Io ho amore per me stesso, rimpiango la mia giovinezza e mi dispiace di essere prossimo ad uscire di scena.
Sono ben lontano dal disprezzare la vita, perché cosa mai significherebbe il disprezzo di una cosa amata che so di dover perdere?
Esisto e sento che morirò. Ma voglio che sia mio malgrado, il mio consenso saprebbe di suicidio.
Come si può non rimpiangere questo mondo dove le pene non sono che una interruzione dei piaceri immancabili di cui godiamo ogni giorno?
Occorre un fondo di idiozia e un’accanita incredulità per morire contenti – e io parlo da cristiano – perché nulla è più incerto della salute eterna.
È un dovere desolante quello che obbliga uno spettatore attento ad uscire da un teatro, dove il sapientissimo autore, Dio, fa recitare una commedia la cui interessante trama offre un intrigo e una soluzione, un inizio e una fine, delle spaventose catastrofi alternate a continue buffonerie, che temperano la tristezza dello spettatore, il quale diventa a sua volta autore, una commedia dove ciò che accade sorprende sempre, benché si dovrebbe essere prevenuti, e dove il filosofo stesso si trova piacevolmente sorpreso proprio perché scopre la novità nella ripetizione.
Non scrivo la vita di un uomo illustre e nemmeno un romanzo.
La mia materia è la mia storia e la mia storia è la mia materia e so che la mia vita, che interesserà molti, non avrebbe interessato nessuno se avessi vissuto per sessant’anni premeditando di scriverla.
I sapienti si interesseranno della mia storia quando sapranno che vi sono narrati dei fatti che l’autore non avrebbe mai immaginato di rappresentare, diventeranno curiosi di sapere ciò che è uscito da un uomo che si è abbandonato a se stesso e che ebbe per suo grande sistema non avere sistemi.
La mia storia è una scuola di morale e darà da pensare a coloro i quali sanno quanto poca forza spetta alla prudenza sulle vicissitudini della vita.
L’amor proprio che mi ha sempre dominato mi impone di non aggiungere o togliere niente alla verità.
Quando mi è capitato di gabbare uno sciocco, non mi sono sentito umiliato, ma ho creduto di vendicare lo spirito, perché non vi è nulla di più difficile che gabbare gli sciocchi. Essi hanno una corazza di bronzo.
Qualche volta ho ingannato delle donne ma esse si presero delle crudeli rivincite.
Quando credetti di riuscire ad amarle solo finché potevo farmi riamare, mi ingannai. Esse non mi amano più e io le amo ancora.

• • • • • • •

Cosa produrre:
Rispondi a queste domande sul testo di memorie:
1. Per quanti anni l'autore dice di aver vissuto senza premeditare di scrivere la propria vita?
2. Chi è, nel testo, l'autore della commedia recitata nel teatro?
3. Che cosa hanno gli sciocchi, secondo il testo?
I record non sono necessari.

• • • • • • •

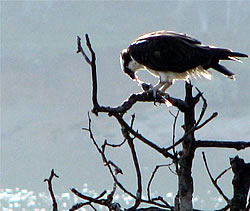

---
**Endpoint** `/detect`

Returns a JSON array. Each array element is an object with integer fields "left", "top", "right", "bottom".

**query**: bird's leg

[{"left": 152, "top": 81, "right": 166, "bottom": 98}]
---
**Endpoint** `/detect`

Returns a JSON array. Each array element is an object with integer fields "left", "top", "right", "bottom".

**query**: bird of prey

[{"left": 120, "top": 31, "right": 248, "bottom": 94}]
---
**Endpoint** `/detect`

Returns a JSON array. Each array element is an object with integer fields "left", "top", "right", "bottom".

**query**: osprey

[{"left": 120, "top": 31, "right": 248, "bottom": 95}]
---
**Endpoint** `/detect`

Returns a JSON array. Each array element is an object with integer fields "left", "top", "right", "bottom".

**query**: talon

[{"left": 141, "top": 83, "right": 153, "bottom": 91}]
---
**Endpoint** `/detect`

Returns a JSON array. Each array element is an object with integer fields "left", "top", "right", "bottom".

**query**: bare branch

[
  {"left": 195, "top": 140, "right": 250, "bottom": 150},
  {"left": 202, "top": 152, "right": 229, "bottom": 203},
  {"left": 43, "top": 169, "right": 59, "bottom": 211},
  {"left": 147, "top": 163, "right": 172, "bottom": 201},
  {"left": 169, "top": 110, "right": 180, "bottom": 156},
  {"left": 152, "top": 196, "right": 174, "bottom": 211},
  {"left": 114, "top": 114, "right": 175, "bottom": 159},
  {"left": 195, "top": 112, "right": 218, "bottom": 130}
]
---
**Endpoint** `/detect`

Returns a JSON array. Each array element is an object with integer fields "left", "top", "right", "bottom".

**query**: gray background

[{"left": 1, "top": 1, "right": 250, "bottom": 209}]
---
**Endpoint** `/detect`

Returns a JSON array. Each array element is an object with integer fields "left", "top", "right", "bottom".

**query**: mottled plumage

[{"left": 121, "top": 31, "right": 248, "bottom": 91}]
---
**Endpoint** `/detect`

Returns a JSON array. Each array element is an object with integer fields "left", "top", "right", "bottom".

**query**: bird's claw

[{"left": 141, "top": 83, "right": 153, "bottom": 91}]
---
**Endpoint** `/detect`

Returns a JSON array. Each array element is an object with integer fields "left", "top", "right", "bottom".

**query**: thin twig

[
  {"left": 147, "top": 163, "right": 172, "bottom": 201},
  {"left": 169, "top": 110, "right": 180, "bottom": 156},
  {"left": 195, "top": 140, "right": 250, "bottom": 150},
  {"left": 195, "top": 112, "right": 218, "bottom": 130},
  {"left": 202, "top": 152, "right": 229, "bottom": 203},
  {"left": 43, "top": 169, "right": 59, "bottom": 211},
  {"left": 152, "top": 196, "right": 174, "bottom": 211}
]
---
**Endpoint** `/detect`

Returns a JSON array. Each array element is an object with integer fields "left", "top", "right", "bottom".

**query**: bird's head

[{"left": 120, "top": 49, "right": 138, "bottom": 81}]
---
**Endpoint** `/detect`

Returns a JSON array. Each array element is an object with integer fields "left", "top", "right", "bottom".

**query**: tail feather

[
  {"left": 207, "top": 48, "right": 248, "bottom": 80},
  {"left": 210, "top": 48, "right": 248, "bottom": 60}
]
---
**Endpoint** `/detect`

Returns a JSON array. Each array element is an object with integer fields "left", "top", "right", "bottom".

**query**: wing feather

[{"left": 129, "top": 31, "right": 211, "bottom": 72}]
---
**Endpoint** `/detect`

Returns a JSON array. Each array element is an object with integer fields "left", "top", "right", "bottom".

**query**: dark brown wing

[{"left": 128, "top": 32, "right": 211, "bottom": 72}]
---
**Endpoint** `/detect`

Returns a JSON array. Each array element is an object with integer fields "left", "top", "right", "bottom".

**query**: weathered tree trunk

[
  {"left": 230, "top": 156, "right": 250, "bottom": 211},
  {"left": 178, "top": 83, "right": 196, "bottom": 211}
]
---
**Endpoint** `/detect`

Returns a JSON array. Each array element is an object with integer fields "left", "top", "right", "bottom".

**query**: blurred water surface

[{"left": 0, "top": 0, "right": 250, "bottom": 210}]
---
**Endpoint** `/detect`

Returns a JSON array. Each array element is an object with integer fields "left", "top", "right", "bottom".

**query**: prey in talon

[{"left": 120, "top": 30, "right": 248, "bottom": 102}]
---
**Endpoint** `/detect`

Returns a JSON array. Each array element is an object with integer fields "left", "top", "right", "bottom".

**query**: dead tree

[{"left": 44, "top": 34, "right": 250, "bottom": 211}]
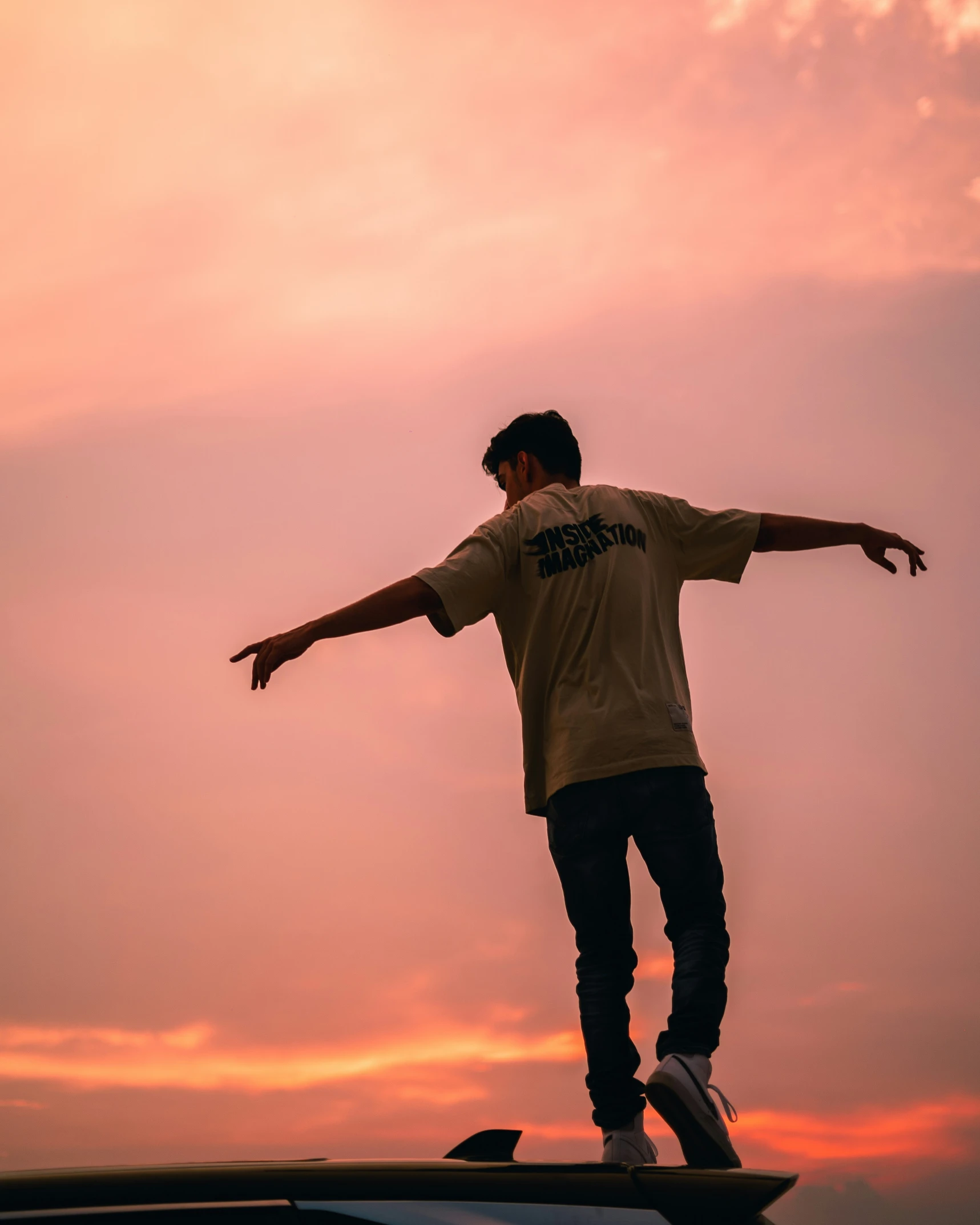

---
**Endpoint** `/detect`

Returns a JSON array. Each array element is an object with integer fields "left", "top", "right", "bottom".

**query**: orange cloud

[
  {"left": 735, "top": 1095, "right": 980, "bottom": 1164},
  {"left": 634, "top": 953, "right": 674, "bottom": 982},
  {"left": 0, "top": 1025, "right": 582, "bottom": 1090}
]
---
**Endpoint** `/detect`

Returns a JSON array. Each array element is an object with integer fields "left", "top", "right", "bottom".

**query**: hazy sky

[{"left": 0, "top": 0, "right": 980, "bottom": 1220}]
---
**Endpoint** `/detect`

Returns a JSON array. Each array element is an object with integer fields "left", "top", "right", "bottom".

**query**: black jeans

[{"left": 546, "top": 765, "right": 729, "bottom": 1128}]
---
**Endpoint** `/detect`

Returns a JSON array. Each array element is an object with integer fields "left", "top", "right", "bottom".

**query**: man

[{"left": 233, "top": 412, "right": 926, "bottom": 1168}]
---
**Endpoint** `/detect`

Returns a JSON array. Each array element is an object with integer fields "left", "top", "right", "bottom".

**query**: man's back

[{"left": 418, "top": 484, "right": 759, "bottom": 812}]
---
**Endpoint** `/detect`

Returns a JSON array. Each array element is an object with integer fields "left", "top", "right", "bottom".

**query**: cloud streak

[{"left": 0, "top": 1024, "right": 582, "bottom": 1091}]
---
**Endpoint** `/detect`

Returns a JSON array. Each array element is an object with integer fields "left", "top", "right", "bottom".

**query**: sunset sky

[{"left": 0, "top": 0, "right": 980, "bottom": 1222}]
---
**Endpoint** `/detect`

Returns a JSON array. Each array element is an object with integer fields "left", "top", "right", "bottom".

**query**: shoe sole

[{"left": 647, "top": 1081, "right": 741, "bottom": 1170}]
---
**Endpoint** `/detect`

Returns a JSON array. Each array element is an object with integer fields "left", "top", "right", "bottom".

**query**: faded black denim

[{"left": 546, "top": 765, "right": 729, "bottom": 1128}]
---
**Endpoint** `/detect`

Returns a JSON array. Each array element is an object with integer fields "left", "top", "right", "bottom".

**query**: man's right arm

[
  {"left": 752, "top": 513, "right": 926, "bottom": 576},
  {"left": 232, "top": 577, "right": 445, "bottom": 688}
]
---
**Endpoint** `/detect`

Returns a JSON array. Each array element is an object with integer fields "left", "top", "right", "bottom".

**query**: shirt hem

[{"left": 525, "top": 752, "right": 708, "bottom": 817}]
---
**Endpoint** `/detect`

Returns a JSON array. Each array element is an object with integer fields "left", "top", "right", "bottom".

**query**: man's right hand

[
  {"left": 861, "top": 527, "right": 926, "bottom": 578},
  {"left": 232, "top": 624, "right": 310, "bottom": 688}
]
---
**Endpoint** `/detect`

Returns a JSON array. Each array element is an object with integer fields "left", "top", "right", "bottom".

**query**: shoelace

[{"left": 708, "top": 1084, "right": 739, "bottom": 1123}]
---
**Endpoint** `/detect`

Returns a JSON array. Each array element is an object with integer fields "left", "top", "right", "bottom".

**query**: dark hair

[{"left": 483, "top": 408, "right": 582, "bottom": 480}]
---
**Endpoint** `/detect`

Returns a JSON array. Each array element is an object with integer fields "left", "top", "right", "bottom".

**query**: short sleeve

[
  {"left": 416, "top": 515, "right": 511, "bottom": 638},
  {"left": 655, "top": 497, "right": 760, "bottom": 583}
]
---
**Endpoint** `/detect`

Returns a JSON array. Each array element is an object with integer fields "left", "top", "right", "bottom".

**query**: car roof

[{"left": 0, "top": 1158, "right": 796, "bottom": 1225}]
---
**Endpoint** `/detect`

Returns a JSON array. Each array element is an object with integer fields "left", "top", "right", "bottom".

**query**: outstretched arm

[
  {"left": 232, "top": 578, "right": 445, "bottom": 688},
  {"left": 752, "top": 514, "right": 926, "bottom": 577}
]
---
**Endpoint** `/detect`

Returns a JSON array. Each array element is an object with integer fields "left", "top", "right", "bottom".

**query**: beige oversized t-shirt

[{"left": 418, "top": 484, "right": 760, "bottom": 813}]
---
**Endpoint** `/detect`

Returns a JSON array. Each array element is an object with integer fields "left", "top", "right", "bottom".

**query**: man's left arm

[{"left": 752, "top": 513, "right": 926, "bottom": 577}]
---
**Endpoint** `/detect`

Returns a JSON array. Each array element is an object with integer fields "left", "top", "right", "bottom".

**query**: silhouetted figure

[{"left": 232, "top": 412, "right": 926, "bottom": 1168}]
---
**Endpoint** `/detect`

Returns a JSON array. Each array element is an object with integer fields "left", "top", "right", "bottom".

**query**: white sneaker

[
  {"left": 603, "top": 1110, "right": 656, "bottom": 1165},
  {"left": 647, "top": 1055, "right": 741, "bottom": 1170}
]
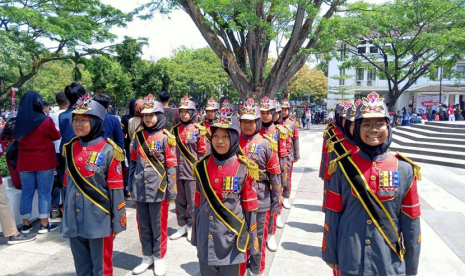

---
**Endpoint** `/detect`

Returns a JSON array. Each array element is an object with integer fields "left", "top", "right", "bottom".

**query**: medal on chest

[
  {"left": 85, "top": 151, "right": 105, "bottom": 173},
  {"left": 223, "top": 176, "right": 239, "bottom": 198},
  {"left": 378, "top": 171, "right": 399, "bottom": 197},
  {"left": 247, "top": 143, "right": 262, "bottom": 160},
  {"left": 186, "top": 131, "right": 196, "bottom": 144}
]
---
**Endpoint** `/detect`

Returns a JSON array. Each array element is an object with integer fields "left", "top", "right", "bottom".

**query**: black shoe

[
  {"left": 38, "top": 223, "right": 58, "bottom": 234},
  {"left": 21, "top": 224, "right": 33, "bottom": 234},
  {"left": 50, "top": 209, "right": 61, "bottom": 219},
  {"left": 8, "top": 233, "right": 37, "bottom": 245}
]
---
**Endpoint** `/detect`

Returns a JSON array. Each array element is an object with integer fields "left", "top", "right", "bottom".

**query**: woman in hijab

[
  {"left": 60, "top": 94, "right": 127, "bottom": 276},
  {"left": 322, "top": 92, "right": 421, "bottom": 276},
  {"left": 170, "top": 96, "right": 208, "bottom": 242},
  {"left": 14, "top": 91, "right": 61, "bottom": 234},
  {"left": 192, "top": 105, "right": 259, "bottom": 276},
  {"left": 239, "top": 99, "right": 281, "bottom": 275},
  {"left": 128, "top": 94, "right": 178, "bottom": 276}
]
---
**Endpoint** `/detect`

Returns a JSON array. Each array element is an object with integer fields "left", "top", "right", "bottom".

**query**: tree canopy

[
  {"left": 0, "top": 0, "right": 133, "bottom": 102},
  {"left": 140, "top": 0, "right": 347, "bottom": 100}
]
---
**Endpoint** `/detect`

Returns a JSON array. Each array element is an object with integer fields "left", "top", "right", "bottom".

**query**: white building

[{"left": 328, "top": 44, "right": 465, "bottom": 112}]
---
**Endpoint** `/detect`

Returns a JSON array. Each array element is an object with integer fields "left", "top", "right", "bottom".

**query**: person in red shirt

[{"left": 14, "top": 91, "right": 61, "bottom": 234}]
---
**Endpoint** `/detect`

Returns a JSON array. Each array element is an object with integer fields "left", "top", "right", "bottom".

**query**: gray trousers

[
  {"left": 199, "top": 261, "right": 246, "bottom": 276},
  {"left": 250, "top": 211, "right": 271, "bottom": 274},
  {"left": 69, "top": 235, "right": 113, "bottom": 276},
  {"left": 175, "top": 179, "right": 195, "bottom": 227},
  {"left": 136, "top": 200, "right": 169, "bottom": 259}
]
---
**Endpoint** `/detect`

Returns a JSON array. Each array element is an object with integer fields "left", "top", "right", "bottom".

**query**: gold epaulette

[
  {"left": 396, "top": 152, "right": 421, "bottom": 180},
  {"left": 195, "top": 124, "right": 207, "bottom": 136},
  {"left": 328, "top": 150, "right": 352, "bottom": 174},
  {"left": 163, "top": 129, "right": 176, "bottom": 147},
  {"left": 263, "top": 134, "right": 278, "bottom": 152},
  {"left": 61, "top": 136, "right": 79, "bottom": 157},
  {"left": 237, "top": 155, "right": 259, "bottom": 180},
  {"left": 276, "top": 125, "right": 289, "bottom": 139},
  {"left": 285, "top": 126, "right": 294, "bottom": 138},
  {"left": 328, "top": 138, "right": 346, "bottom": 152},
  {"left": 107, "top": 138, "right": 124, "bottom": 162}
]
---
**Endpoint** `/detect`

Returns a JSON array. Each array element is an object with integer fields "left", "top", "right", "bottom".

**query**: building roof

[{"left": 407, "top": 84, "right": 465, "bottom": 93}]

• • • • • • •

Risultato richiesto:
1. Per sessant'anni.
2. Dio.
3. Una corazza di bronzo.